» FRAGMENTO DEL TEXTO:
Aquí y ahora, y dentro de la Iglesia en España, la tarea adscrita al Espíritu Santo es ciertamente relevante. Tal y como se hallan las “cosas”, no pocas de ellas herencia del anterior Nuncio Enzo Fratini, la impresión de abandono o “dejación de las manos de Dios” irrumpe en instituciones, colectivos y organismos religiosos y cristianos, de manera ciertamente notoria.
Lo de la España católica, apostólica, romana, hija fiel y predilecta de la Iglesia, y por la gracia de Dios martillo de herejes, sede de sabidurías sobrenaturales y ejemplo de vida cristiana, con ensoñaciones de que sus “Reyes Católicos” -Fernando e Isabel o Isabel y Fernando- por antonomasia alcancen el honor de los altares, analizado con seriedad y vivencias, suena a hueco, a literatura barata y hasta a blasfemia y, para la mayoría, excesivo e impertinente. Haber transferido con carácter casi dogmático a la Iglesia, a los eclesiástico y afines, en los pasados –y aún presentes- tiempos “imperiales nacional-católicos” de la institución, el aprendizaje de tener que variar diametralmente la dirección de la llamada “educación de la fe”, en minoría, y con no pocos gestos de persecución o rechazo, resulta arduo, aborrecible, nada rentable y, en definitiva, herético.
Achacar – atribuir- al Espíritu Santo, por ejemplo, el nombramiento de los obispos en España, sobre todo en los últimos tiempos, aún en los post-conciliares, lleva consigo falta de sensatez, de prudencia, de buen juicio y de poco sentido de Iglesia. Inmiscuir a la Tercera Persona de la Santísima Trinidad en este “negociado”, acusa y manifiesta, carencia supina de formación-información religiosa.

» MATERIAL PROPORCIONADO:
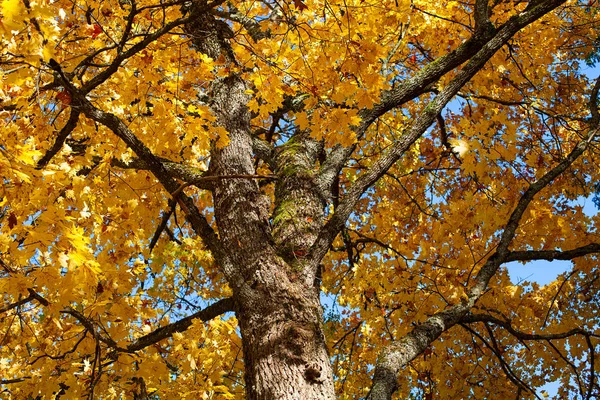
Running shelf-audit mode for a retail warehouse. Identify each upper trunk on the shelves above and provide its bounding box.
[186,11,334,400]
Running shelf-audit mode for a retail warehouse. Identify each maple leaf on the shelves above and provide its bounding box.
[294,0,308,12]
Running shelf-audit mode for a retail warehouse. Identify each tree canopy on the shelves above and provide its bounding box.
[0,0,600,400]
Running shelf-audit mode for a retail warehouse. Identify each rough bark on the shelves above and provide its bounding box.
[186,11,334,400]
[211,76,334,399]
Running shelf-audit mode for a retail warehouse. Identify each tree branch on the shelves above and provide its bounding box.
[126,297,234,353]
[505,243,600,262]
[36,108,81,169]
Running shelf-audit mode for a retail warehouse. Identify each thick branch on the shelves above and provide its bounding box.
[127,298,234,353]
[460,314,600,340]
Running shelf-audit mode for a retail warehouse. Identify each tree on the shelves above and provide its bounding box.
[0,0,600,399]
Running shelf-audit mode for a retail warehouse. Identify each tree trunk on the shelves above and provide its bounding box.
[211,72,334,400]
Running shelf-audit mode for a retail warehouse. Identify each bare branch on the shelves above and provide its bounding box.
[460,314,600,341]
[126,298,234,353]
[505,243,600,262]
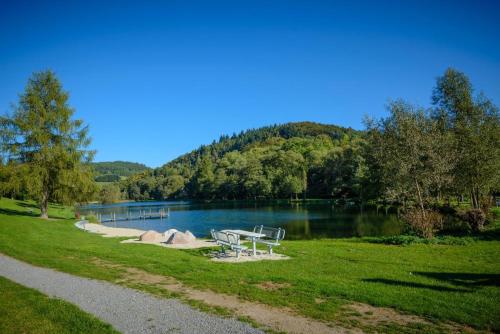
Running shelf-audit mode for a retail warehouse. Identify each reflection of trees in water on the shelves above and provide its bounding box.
[82,203,402,240]
[355,214,403,237]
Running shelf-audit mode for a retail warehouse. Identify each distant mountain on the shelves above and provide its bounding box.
[91,161,150,182]
[122,122,364,200]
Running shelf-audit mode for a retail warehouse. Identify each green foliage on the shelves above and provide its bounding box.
[364,69,500,238]
[0,71,96,218]
[460,209,486,232]
[0,199,500,332]
[99,183,121,204]
[432,69,500,209]
[94,174,121,182]
[90,161,150,182]
[122,122,363,200]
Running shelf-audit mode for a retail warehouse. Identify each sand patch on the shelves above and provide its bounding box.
[346,303,431,326]
[121,238,216,249]
[93,258,352,334]
[255,281,292,291]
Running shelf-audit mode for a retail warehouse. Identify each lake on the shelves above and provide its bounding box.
[79,201,403,239]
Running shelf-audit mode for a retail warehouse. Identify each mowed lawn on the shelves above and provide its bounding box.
[0,276,118,333]
[0,199,500,331]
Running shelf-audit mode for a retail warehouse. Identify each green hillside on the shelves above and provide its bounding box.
[123,122,364,200]
[91,161,149,182]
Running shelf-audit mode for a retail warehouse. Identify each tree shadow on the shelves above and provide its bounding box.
[363,278,472,292]
[414,272,500,288]
[0,208,39,217]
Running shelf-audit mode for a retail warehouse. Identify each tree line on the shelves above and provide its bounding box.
[0,69,500,233]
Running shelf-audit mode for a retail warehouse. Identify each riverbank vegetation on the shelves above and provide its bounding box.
[0,199,500,332]
[116,69,500,238]
[0,277,118,334]
[0,69,500,234]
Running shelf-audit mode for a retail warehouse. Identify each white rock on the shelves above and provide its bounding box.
[139,231,165,242]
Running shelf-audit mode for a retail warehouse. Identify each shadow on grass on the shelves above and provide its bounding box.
[414,272,500,288]
[363,278,472,292]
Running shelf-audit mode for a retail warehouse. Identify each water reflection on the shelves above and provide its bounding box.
[80,201,403,239]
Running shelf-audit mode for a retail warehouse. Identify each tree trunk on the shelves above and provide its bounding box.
[415,179,425,218]
[40,191,49,219]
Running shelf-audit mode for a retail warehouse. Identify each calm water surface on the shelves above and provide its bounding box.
[79,201,403,239]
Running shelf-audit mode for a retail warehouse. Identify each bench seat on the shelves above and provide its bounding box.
[210,230,248,258]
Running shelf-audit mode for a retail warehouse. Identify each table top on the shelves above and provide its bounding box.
[222,230,266,238]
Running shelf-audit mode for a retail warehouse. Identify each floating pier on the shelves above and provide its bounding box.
[97,208,170,223]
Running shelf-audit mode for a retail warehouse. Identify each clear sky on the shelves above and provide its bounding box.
[0,0,500,167]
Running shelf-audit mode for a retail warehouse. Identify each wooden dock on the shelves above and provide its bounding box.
[97,208,170,223]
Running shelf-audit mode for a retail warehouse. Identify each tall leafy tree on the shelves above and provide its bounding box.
[432,68,500,208]
[0,71,95,218]
[368,101,451,217]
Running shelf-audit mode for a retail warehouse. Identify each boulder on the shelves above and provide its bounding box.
[167,232,196,245]
[139,231,165,242]
[163,228,179,241]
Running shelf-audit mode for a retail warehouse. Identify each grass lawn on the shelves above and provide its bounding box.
[0,199,500,331]
[0,276,117,334]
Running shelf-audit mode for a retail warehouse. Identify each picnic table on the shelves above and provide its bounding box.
[222,230,266,256]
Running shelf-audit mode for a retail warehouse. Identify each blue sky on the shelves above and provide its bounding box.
[0,0,500,167]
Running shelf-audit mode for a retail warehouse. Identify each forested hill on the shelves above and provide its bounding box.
[92,161,150,182]
[122,122,363,200]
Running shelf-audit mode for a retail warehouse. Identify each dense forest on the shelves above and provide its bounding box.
[122,122,365,200]
[0,69,500,237]
[90,161,149,182]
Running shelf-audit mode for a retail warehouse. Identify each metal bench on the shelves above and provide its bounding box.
[210,230,248,259]
[253,225,285,255]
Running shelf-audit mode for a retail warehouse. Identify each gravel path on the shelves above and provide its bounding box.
[0,254,262,334]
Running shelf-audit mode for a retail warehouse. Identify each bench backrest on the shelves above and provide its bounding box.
[210,230,238,244]
[253,225,285,242]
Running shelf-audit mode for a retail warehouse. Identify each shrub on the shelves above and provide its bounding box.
[402,208,443,239]
[460,209,486,232]
[85,214,99,224]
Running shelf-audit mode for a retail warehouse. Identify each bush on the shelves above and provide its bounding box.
[402,208,443,239]
[85,214,99,224]
[95,174,120,182]
[460,209,486,232]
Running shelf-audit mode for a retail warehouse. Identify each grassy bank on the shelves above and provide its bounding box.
[0,199,500,331]
[0,276,117,333]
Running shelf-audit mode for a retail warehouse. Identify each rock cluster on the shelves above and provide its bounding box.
[139,228,196,245]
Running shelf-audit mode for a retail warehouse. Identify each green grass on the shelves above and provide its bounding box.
[0,200,500,331]
[0,276,117,334]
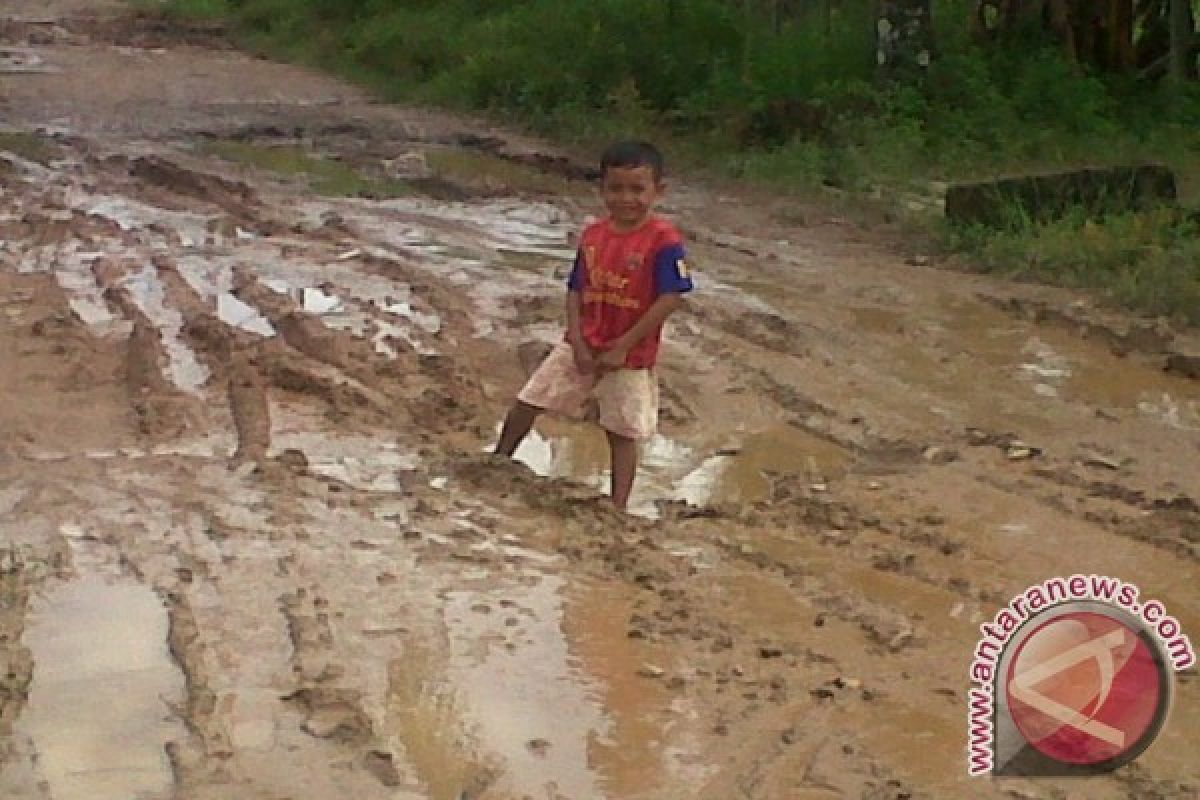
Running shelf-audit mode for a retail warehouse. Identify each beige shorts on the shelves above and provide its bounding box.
[517,342,659,439]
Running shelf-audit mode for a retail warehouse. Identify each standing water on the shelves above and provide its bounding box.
[20,575,184,800]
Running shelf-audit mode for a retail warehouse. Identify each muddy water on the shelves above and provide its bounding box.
[516,419,851,517]
[18,575,184,800]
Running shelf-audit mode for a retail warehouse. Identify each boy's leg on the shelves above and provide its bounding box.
[496,401,541,458]
[496,343,595,458]
[605,431,638,511]
[595,369,659,511]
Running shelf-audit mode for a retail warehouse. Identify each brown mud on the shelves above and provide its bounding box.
[0,0,1200,800]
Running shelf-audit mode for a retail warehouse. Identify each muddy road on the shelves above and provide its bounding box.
[0,0,1200,800]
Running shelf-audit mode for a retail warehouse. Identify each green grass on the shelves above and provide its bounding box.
[154,0,1200,319]
[946,209,1200,325]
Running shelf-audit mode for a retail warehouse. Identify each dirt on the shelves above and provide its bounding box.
[0,0,1200,800]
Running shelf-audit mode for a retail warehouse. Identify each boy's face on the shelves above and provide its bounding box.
[600,167,664,230]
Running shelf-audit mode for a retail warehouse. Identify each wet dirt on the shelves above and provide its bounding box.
[0,0,1200,800]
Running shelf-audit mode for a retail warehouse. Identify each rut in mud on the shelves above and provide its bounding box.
[0,2,1200,800]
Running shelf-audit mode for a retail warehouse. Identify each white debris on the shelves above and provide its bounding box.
[122,266,210,393]
[217,291,275,337]
[301,288,342,314]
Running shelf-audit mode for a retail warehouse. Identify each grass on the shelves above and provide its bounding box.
[150,0,1200,321]
[944,209,1200,325]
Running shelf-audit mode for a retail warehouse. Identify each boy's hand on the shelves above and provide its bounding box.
[571,339,596,375]
[596,345,629,371]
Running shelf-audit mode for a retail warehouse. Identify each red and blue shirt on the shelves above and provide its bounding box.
[566,217,694,369]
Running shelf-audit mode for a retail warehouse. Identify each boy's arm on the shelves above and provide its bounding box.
[596,242,694,368]
[566,252,596,374]
[566,289,596,375]
[596,293,688,368]
[566,289,583,347]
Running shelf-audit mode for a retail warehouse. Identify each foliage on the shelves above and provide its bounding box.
[164,0,1200,323]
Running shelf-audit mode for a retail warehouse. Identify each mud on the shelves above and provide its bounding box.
[0,0,1200,800]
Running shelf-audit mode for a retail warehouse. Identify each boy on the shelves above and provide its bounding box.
[496,142,692,511]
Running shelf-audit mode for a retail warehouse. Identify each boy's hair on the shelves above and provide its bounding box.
[600,139,666,181]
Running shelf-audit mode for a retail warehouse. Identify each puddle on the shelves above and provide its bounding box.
[511,417,850,518]
[268,404,420,493]
[199,140,413,197]
[18,575,185,800]
[425,149,586,196]
[712,426,850,503]
[386,576,608,800]
[564,584,704,798]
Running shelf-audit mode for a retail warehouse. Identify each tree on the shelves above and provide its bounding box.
[875,0,934,79]
[1170,0,1195,82]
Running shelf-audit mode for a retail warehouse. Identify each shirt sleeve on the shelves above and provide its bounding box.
[566,251,583,291]
[654,243,695,295]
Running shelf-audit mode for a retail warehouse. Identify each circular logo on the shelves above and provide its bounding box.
[1004,610,1170,770]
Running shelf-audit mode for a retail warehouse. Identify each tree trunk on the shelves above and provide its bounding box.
[875,0,934,79]
[1170,0,1195,83]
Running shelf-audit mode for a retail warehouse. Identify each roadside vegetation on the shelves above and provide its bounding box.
[143,0,1200,324]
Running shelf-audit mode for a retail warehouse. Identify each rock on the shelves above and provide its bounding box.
[517,341,551,378]
[922,446,959,467]
[526,739,550,758]
[1166,353,1200,380]
[362,750,402,789]
[276,447,308,469]
[946,164,1177,228]
[301,709,353,739]
[1081,453,1121,470]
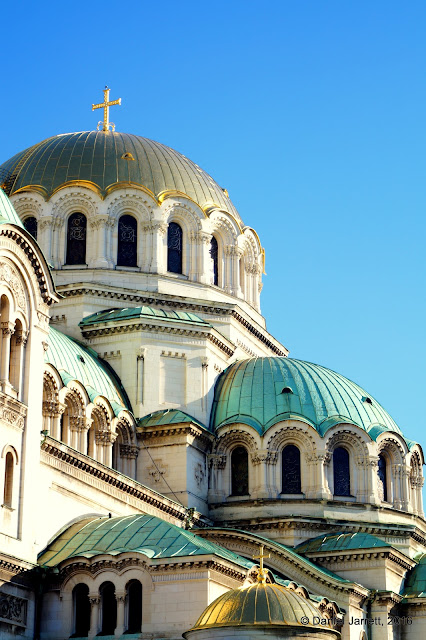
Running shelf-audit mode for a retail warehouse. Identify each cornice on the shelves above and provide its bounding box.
[81,319,235,357]
[137,424,215,444]
[209,508,426,546]
[0,225,58,306]
[193,529,370,599]
[304,547,417,571]
[58,284,288,356]
[41,437,203,526]
[59,553,246,582]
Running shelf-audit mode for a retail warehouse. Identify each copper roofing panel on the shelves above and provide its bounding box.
[45,327,131,415]
[39,514,254,569]
[211,357,401,437]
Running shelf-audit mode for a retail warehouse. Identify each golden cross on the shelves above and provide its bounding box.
[253,544,271,583]
[92,87,121,131]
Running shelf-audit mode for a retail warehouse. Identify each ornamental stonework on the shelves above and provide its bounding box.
[0,591,28,627]
[0,393,27,431]
[0,262,25,310]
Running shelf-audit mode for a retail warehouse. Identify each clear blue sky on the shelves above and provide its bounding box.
[0,0,426,445]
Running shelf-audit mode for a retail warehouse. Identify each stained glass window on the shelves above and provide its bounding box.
[98,582,117,636]
[117,215,138,267]
[210,236,219,286]
[377,454,388,502]
[231,447,248,496]
[282,444,302,493]
[167,222,183,273]
[126,580,142,633]
[71,583,90,638]
[67,213,87,264]
[333,447,351,496]
[24,216,37,240]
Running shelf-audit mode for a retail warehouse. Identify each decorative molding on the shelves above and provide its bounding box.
[0,262,27,312]
[0,392,27,431]
[0,591,28,627]
[58,285,288,356]
[52,191,98,220]
[41,436,209,526]
[0,225,57,306]
[214,429,258,454]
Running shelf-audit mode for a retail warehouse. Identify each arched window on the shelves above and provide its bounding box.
[117,215,138,267]
[282,444,302,493]
[9,320,24,391]
[126,580,142,633]
[23,216,37,240]
[377,454,388,502]
[167,222,183,273]
[210,236,219,286]
[3,451,14,507]
[231,447,248,496]
[99,582,117,636]
[333,447,351,496]
[71,584,90,638]
[67,213,87,264]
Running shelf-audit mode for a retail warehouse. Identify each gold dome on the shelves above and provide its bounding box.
[191,582,340,637]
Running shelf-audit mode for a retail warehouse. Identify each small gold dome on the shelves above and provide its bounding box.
[191,582,340,637]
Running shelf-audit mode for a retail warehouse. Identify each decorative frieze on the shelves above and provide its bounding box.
[0,393,27,431]
[0,591,28,627]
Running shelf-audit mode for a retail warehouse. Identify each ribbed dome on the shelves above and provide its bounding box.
[191,582,331,631]
[0,131,239,219]
[0,186,24,229]
[211,357,401,439]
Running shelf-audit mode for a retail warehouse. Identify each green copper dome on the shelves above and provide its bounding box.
[44,327,131,415]
[402,553,426,598]
[0,131,240,220]
[211,357,401,439]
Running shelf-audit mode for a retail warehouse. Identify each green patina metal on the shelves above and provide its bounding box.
[38,514,254,569]
[0,189,24,229]
[79,306,211,327]
[138,409,207,430]
[401,553,426,599]
[296,533,391,553]
[210,357,408,439]
[0,131,240,220]
[195,527,352,584]
[45,327,131,415]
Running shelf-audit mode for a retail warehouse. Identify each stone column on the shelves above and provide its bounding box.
[114,592,126,638]
[392,464,402,509]
[313,452,333,500]
[17,331,29,400]
[207,453,226,503]
[144,222,168,274]
[95,430,117,467]
[89,215,111,269]
[189,231,213,284]
[69,416,87,453]
[364,456,381,504]
[37,216,54,264]
[250,451,277,499]
[224,245,243,298]
[88,595,101,639]
[401,464,410,511]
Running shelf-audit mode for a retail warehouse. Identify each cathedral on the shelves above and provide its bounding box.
[0,88,426,640]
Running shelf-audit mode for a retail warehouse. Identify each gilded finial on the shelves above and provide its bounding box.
[92,86,121,131]
[253,544,271,584]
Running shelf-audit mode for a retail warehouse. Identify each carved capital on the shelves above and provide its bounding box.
[0,591,28,625]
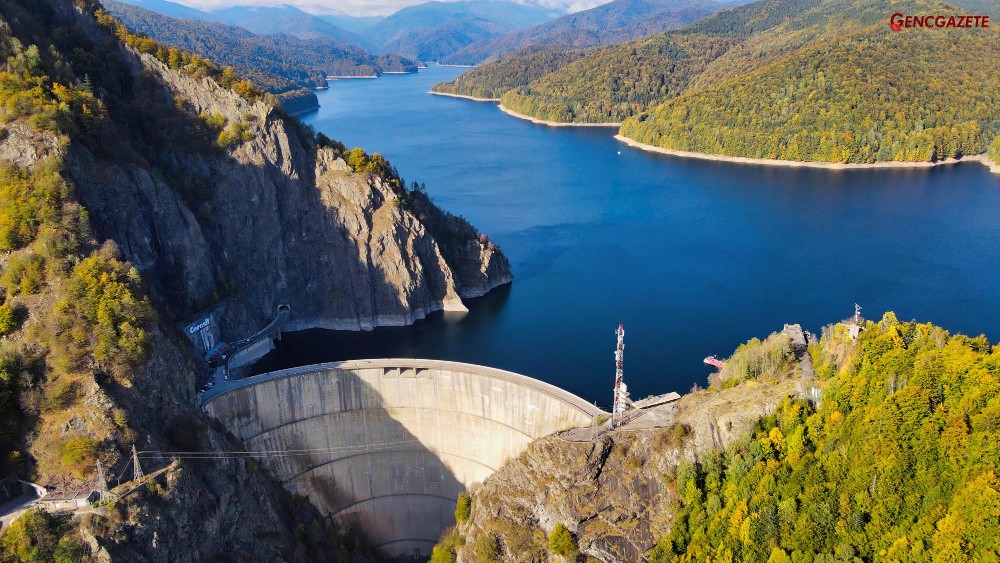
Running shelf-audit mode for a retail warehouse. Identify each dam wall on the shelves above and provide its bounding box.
[205,359,606,557]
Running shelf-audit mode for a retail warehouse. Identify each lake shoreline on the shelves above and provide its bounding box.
[427,90,500,102]
[497,104,622,127]
[615,134,1000,174]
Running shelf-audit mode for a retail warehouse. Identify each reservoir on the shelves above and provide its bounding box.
[257,66,1000,407]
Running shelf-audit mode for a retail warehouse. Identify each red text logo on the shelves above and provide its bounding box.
[889,13,990,31]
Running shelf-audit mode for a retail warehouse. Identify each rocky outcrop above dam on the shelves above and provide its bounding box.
[206,359,603,557]
[450,379,798,562]
[59,39,511,338]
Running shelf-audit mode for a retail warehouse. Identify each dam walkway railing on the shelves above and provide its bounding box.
[201,358,608,418]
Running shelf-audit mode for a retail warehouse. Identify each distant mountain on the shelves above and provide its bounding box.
[365,0,560,41]
[470,0,1000,163]
[110,0,213,21]
[209,4,367,46]
[442,0,725,64]
[359,0,559,60]
[316,13,385,34]
[104,0,416,111]
[433,47,585,100]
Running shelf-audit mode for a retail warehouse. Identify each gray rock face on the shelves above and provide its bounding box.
[455,379,796,562]
[67,50,511,338]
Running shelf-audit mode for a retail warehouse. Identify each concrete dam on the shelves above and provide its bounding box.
[205,359,606,557]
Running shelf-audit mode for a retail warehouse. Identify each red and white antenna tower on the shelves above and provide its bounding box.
[611,324,629,428]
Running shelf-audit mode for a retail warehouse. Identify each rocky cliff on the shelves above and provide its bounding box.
[445,379,796,562]
[67,30,511,336]
[0,0,510,561]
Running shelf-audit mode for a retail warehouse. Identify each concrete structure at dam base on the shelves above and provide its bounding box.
[205,359,607,557]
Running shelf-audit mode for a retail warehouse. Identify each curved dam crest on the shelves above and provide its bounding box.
[205,359,606,556]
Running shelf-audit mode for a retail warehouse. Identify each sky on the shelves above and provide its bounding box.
[173,0,609,16]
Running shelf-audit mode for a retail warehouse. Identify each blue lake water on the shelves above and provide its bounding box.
[265,67,1000,406]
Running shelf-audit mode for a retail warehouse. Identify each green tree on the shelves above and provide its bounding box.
[549,523,580,558]
[455,491,472,523]
[0,302,17,336]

» CONSIGNA: Transcribe literalmente, del texto sobre la Iglesia en España, todo lo que va desde "Aquí y ahora, y" hasta "manera ciertamente notoria.", ambos incluidos.

» RESULTADO DEL EJERCICIO:
Aquí y ahora, y dentro de la Iglesia en España, la tarea adscrita al Espíritu Santo es ciertamente relevante. Tal y como se hallan las “cosas”, no pocas de ellas herencia del anterior Nuncio Enzo Fratini, la impresión de abandono o “dejación de las manos de Dios” irrumpe en instituciones, colectivos y organismos religiosos y cristianos, de manera ciertamente notoria.